ABOUT THIS TASK =>
Only the lines below from the one containing "Put a marker on every instance of the koi" to the one containing "[(271, 107), (353, 119), (97, 183), (356, 135)]" should be repeated, both included and unchanged.

:: EXERCISE MATERIALS

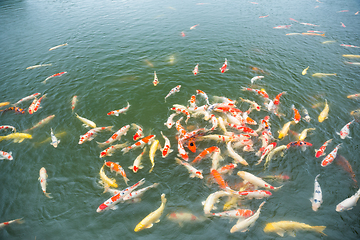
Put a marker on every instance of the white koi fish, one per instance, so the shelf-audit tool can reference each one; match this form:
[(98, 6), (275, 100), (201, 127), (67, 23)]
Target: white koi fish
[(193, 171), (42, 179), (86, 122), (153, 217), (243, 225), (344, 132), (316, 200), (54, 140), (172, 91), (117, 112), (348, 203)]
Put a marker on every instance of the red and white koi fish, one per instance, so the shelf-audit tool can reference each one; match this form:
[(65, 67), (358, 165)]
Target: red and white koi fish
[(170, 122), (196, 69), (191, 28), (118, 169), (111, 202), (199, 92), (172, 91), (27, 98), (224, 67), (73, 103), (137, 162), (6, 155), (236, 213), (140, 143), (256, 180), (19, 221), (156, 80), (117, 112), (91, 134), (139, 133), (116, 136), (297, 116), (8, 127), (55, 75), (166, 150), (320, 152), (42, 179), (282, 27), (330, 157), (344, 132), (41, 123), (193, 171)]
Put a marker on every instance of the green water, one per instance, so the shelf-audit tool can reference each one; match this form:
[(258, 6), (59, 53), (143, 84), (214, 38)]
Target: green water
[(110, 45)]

::::
:: EXERCISE MATERIALS

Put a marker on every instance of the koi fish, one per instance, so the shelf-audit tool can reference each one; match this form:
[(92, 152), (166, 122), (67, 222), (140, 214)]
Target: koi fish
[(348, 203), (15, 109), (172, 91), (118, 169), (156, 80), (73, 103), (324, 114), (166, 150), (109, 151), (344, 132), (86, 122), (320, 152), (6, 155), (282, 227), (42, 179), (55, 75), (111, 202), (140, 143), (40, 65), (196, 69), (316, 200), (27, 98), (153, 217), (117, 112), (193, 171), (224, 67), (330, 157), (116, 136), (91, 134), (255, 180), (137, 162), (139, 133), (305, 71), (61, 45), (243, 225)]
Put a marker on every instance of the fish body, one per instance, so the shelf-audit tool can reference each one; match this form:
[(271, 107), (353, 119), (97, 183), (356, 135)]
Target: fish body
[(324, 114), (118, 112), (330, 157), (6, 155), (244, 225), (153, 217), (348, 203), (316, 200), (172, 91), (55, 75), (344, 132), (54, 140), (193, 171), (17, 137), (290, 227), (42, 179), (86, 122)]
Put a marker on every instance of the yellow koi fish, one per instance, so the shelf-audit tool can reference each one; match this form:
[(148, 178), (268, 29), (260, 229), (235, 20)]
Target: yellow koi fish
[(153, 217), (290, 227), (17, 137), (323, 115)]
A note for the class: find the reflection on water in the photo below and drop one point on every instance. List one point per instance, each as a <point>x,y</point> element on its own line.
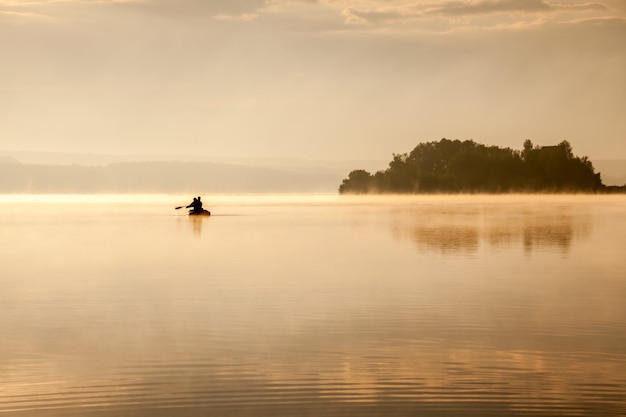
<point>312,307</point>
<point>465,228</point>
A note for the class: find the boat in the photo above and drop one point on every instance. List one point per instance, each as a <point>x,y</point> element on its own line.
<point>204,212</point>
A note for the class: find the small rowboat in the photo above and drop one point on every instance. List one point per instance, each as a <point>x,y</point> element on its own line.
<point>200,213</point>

::::

RESULT OF THE EXERCISE =>
Put a marker on every instance of the koi fish, one per instance, so the shelf-audit tool can reference each one; match this form:
[(92, 152), (166, 122), (67, 222), (140, 214)]
Target: koi fish
[(348, 203), (15, 109), (172, 91), (118, 169), (156, 80), (73, 103), (324, 114), (166, 150), (109, 151), (344, 132), (86, 122), (320, 152), (6, 155), (282, 227), (42, 179), (55, 75), (111, 202), (140, 143), (40, 65), (196, 69), (316, 200), (27, 98), (153, 217), (117, 112), (193, 171), (224, 67), (330, 157), (116, 136), (91, 134), (255, 180), (137, 162), (139, 133), (305, 71), (61, 45), (243, 225)]
Put a marker on every instance of the fish body, one per instance, so the shelf-audit tool can reference each one; match this form:
[(271, 107), (353, 119), (97, 183), (356, 135)]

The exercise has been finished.